**Document extract**
+--

The row over whether or not Richard Stanley ripped off large parts of the comic strip SHOK! for his debut feature, Hardware, would appear to have been settled in the affirmative. A statement from Palace Pictures, producers of Hardware, announces that the matter has been cleared up "amicably" and "clarifies" the situation thus:

"After Palace had an opportunity to read SHOK! and Fleetway (owners of the comic strip) to view Hardware, the parties agreed on the terms of a licence to Palace of all film rights of the strip and to the inclusion of a credit on the film acknowledging both Fleetway and the writers of SHOK!" So there we have it...


X-Rating on 'Hardware' thriller film appealed

(Originally published by United Press International, July, 1990)

NEW YORK (UPI) -- A state Supreme Court judge Thursday upheld the X-rating of the controversial Spanish film "Tie Me Up! Tie Me Down!" while castigating the board that issued the rating for stigmatizing unusual films. Justice Charles Ramos' decision came the same day that the film's producers, Miramax, said it would appeal an X-rating issued to its futuristic thriller "Hardware." Two other Miramax films -- "The Cook, The Thief, His Wife & Her Lover" and "Scandal" -- have been officially labeled X. Two other well-known Miramax films, "My Left Foot" and "Sex, Lies, and Videotape," were rated R.

The company released "Cook" and "Tie Me Up, Tie Me Down!" without ratings, and "Scandal's" director revised the film to garner an R rating. Ramos noted in his decision that the Motion Picture Association of America's rating system focuses violence, nudity, drug use and sex, but neglects those who may not share those values. "This court cannot avoid the notion that the standard is reasonable only if one agrees with it," he wrote. "This standard, by definition, restricts material not because it is harmful, but because it is not average fare." Furthermore, Ramos wrote, "for a film not intended for the pornography market, the rating of `X' is a stigma that relegates the film to limited advertising, distribution and income." While Ramos concluded that "Hardware" should remain X-rated, he advised the MPAA to revise its rating system or stop rating films altogether.

+--

**Provided data**
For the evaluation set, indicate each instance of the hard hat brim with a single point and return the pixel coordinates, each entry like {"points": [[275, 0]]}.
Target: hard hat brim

+--

**Task 1**
List every film title named in the text about the disputes over the film Hardware.
**Task 2**
Using the text about the Hardware disputes, answer each question briefly:
(a) Which company produced Hardware?
(b) Which company owns the comic strip SHOK!?
(c) Which Miramax film did its director revise to get an R rating?
**Task 3**
Write a continuation of the text about the Hardware disputes, starting after its final sentence.

**Response 1**
Hardware
Tie Me Up! Tie Me Down!
The Cook, The Thief, His Wife & Her Lover
Scandal
My Left Foot
Sex, Lies, and Videotape

**Response 2**
(a) Palace Pictures
(b) Fleetway
(c) Scandal

**Response 3**
"Hardware" producer Joanne Sellar said the rating handed down last week was surprising in that "Hardware" is the same genre as "Total Recall" and "Robocop 2," which did not receive X ratings. "Those other films, which got and R ratings, are no less extreme in content," Sellar said. Writer-director Richard Stanley said the X rating would "severely limit our chances for effective distribution and exhibition." He said the violence in "Hardware" is "exaggerated in the comic-book style and couldn't possibly be taken literally." "It is time the MPAA distinguishes between films that use sex and violence to make a point and films that use them as pornography," Stanley said.

Vicki Rosen, another Miramax spokeswoman, said the production company would appeal the "Hardware" rating at an MPAA hearing in New York on July 30. The film will be released nationally Aug. 31 under the company's Millimeter Films banner.